- [EXCERPTED DATA]
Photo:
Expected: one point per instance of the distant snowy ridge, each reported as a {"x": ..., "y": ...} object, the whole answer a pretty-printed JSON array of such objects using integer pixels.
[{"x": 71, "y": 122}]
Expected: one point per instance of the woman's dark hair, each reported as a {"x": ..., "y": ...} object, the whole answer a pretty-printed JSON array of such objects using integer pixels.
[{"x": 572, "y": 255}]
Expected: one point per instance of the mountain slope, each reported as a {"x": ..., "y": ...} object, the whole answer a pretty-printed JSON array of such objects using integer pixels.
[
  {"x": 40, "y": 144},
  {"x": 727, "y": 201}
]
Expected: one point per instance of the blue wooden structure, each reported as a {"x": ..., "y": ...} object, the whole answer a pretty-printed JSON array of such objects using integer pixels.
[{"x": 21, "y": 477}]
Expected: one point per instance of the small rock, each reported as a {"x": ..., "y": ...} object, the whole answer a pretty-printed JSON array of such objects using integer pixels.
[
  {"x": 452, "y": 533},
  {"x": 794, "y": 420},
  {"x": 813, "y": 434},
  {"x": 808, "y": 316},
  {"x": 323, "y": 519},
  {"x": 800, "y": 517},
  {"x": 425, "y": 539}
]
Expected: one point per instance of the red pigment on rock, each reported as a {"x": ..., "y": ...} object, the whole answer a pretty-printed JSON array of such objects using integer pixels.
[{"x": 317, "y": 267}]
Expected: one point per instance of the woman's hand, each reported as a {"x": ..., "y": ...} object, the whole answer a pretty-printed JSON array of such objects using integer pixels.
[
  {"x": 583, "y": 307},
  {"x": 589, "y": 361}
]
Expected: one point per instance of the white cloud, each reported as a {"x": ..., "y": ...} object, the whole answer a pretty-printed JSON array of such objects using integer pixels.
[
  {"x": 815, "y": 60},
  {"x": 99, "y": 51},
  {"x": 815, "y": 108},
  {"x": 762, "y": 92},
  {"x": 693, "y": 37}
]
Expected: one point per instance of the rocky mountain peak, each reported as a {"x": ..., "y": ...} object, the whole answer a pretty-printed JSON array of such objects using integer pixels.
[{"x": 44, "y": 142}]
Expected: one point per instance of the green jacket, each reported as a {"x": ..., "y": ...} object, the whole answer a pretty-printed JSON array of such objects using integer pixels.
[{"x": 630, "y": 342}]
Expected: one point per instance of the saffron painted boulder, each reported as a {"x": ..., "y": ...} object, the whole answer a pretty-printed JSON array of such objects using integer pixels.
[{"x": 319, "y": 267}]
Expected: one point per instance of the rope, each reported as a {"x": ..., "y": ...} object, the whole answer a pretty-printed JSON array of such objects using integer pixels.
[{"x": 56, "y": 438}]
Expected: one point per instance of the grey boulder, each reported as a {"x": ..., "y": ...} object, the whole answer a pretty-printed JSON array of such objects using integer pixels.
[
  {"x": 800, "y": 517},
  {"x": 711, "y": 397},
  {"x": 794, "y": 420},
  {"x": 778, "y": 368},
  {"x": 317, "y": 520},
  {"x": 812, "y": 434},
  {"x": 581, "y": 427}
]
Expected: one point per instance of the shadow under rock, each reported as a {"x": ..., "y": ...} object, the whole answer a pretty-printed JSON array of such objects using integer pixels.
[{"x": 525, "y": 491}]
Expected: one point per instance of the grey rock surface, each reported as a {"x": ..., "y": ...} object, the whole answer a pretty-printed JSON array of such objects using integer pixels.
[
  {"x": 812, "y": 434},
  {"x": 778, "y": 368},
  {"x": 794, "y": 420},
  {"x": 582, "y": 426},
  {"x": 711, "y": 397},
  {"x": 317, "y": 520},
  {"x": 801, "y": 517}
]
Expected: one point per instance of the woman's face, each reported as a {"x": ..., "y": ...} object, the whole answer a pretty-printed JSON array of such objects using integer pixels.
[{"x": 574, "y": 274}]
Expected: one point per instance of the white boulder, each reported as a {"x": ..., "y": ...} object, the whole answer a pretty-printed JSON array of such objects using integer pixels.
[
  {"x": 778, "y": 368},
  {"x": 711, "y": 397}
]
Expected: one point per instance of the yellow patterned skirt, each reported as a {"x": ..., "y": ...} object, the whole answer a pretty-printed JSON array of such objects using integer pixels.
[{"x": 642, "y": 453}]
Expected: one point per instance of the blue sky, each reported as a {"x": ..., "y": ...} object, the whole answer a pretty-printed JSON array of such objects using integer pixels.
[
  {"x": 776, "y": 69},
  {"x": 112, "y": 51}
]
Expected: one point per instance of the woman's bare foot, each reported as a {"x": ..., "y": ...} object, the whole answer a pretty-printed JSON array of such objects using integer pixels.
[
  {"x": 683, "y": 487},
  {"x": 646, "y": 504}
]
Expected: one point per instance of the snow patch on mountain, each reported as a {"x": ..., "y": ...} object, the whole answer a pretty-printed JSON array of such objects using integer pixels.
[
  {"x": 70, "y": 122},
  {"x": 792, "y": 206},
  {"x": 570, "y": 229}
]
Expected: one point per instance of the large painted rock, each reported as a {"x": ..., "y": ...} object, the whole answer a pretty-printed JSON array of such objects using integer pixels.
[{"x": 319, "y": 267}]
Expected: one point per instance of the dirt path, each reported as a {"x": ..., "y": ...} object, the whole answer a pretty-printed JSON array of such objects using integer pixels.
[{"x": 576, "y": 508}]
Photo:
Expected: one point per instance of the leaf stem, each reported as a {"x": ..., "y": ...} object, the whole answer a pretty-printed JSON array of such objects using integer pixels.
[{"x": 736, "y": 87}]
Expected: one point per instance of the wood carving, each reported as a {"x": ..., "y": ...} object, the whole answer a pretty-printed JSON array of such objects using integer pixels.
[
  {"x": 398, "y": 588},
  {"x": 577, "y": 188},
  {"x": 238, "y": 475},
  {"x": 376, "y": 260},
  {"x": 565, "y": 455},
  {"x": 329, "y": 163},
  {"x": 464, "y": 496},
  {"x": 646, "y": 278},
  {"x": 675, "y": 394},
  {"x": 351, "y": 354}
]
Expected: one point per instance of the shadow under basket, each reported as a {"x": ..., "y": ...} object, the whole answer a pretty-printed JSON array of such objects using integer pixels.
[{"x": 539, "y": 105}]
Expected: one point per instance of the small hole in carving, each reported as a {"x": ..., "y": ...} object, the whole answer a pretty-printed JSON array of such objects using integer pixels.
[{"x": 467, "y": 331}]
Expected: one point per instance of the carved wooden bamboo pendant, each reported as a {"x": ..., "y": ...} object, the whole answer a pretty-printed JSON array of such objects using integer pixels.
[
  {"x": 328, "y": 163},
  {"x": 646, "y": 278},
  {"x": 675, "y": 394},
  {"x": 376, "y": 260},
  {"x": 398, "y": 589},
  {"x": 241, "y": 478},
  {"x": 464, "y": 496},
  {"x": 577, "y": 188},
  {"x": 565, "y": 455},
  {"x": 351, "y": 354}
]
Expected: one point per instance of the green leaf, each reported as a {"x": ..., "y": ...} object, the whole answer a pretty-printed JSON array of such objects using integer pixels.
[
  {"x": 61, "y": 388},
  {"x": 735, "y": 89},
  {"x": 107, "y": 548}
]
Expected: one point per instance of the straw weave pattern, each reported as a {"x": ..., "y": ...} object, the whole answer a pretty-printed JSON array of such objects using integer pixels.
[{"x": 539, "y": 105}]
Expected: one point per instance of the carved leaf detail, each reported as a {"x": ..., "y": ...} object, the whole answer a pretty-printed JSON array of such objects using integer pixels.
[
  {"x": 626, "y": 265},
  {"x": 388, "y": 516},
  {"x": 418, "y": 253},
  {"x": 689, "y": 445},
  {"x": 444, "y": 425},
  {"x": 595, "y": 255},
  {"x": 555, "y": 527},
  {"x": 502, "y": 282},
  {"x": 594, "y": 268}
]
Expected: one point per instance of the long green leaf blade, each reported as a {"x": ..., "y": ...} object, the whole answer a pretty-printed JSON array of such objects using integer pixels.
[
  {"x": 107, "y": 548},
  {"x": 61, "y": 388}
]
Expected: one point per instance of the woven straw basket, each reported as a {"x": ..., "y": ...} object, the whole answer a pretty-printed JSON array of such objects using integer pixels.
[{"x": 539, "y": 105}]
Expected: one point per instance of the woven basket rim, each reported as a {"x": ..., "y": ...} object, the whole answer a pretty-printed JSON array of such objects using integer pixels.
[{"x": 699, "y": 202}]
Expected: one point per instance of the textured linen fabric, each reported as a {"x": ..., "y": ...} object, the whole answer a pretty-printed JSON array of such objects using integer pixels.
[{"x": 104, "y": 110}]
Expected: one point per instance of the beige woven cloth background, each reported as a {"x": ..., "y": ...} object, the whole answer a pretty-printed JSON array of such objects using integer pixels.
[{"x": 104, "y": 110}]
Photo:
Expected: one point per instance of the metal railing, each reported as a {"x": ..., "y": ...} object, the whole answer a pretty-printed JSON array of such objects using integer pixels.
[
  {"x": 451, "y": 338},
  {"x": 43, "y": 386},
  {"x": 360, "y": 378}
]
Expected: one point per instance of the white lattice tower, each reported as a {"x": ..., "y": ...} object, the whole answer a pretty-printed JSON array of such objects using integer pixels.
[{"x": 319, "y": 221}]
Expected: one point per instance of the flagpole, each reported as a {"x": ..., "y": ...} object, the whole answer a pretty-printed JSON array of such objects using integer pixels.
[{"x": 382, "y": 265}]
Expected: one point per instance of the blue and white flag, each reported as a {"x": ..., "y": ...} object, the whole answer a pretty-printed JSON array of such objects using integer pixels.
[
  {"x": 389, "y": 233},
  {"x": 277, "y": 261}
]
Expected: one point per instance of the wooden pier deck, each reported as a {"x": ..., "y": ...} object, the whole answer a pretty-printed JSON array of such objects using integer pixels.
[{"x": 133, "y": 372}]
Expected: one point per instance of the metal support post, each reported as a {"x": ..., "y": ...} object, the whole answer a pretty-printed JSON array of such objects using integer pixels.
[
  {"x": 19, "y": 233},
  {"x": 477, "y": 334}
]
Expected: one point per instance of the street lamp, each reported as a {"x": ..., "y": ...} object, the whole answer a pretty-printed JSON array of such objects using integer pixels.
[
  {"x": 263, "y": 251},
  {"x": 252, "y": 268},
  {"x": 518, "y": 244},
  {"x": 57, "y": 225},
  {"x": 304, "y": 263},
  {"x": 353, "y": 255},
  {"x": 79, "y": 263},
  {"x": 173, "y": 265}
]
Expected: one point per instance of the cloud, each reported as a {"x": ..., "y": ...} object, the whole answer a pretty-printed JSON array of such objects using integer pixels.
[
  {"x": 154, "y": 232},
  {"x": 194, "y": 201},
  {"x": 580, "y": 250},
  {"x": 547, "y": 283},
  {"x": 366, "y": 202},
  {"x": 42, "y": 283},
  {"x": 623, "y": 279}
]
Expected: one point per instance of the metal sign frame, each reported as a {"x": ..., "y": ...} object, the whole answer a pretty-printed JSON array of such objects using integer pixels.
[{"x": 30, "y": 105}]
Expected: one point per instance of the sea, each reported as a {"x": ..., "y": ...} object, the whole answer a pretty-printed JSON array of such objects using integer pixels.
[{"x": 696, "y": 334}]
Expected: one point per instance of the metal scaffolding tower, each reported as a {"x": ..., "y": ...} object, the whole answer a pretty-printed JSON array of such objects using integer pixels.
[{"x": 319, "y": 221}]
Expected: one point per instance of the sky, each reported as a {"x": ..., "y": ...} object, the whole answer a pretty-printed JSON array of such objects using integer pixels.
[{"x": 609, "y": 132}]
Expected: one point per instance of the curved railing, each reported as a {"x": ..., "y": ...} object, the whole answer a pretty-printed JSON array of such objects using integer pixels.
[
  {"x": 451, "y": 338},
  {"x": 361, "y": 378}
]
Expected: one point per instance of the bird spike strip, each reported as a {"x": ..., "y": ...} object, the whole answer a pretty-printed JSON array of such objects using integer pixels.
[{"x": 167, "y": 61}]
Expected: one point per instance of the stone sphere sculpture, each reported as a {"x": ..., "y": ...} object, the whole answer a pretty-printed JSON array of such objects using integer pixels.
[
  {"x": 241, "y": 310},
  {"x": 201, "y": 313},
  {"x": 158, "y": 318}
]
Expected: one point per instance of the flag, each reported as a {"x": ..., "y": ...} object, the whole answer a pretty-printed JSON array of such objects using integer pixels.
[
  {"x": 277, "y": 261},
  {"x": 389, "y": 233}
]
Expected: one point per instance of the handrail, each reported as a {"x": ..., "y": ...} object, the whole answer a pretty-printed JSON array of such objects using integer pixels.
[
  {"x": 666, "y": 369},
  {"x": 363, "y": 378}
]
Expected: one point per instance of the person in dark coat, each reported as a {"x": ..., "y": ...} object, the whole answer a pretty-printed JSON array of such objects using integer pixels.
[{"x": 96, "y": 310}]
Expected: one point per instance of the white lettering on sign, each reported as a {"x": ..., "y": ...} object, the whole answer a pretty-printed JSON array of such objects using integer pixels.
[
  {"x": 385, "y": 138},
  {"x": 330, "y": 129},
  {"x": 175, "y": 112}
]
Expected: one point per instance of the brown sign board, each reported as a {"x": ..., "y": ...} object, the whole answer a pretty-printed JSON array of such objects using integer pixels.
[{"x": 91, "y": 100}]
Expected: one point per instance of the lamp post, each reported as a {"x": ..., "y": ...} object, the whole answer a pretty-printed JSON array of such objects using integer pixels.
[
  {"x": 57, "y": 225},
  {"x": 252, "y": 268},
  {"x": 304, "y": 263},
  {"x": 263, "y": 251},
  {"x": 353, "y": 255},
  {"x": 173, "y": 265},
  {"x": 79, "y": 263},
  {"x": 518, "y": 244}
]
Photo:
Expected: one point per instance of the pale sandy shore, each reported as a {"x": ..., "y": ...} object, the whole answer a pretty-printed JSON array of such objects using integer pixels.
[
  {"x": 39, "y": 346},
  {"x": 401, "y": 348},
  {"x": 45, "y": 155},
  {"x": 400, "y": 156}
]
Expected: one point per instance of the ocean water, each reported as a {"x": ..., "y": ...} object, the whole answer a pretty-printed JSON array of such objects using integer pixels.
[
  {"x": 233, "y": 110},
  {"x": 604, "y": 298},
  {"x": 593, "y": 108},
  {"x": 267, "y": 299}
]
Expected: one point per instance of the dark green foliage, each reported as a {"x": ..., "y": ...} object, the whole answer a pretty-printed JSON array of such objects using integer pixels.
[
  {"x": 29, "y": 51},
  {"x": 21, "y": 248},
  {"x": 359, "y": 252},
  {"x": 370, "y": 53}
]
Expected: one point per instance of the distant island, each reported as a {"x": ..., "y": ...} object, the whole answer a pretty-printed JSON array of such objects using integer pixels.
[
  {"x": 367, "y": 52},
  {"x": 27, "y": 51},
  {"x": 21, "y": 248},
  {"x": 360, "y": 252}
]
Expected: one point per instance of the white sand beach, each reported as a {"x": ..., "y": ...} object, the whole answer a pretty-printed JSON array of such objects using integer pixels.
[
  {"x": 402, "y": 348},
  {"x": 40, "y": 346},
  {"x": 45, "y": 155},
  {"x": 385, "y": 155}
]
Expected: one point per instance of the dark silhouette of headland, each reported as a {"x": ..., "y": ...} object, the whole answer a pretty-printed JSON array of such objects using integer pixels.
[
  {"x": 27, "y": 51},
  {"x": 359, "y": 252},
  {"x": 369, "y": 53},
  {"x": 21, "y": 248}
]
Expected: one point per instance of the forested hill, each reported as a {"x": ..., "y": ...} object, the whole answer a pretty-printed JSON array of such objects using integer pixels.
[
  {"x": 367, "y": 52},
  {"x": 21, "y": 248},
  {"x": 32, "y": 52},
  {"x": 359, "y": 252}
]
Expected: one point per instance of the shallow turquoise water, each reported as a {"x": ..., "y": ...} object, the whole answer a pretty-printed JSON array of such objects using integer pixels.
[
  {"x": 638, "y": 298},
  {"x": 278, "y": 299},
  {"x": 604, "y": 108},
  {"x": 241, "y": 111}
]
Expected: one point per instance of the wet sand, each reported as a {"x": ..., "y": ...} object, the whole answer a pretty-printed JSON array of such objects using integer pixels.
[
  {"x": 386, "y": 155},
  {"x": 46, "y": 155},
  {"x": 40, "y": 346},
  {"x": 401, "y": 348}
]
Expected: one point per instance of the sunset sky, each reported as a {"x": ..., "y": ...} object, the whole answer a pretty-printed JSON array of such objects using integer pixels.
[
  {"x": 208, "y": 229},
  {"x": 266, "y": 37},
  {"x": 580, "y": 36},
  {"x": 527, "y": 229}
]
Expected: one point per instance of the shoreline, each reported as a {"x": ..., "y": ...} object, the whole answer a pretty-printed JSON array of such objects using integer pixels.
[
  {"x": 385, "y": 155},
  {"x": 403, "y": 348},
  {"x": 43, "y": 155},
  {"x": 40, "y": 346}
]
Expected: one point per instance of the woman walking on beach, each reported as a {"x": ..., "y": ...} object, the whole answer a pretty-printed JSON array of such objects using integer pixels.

- [TASK PROMPT] Every line from the one containing "Expected: one point per instance of the shallow" through the last line of the entries above must be output exactly. Leave the rest out.

- [RESPONSE BOX]
Expected: one point per instance of the shallow turquoise water, each reported as a {"x": ..., "y": ...} object, the whole answer a pretty-printed JSON array of such objects using integer pixels.
[
  {"x": 638, "y": 298},
  {"x": 278, "y": 299},
  {"x": 604, "y": 108},
  {"x": 241, "y": 111}
]
Expected: one point per instance of the wet sand, each reported as a {"x": ..., "y": ...} object, the whole answer a pretty-printed JSON array of such objects using integer pixels.
[
  {"x": 386, "y": 155},
  {"x": 46, "y": 155},
  {"x": 40, "y": 346},
  {"x": 401, "y": 348}
]
Expected: one point per instance of the sunset sky, each reported as a {"x": ..., "y": ...} object, the whole answer a pretty-printed JSON array of such objects using integer pixels.
[
  {"x": 208, "y": 229},
  {"x": 266, "y": 37},
  {"x": 580, "y": 36},
  {"x": 527, "y": 229}
]
Expected: one point per instance of the shoreline, each reported as a {"x": ..., "y": ...} object, the whole answer a pretty-printed JSON array of such objects using integer pixels.
[
  {"x": 385, "y": 155},
  {"x": 403, "y": 348},
  {"x": 43, "y": 155},
  {"x": 40, "y": 346}
]
Expected: one point per instance of the woman walking on beach, each reported as a {"x": ..., "y": ...} object, the whole answer a pretty-printed JSON array of such objects using integer pixels.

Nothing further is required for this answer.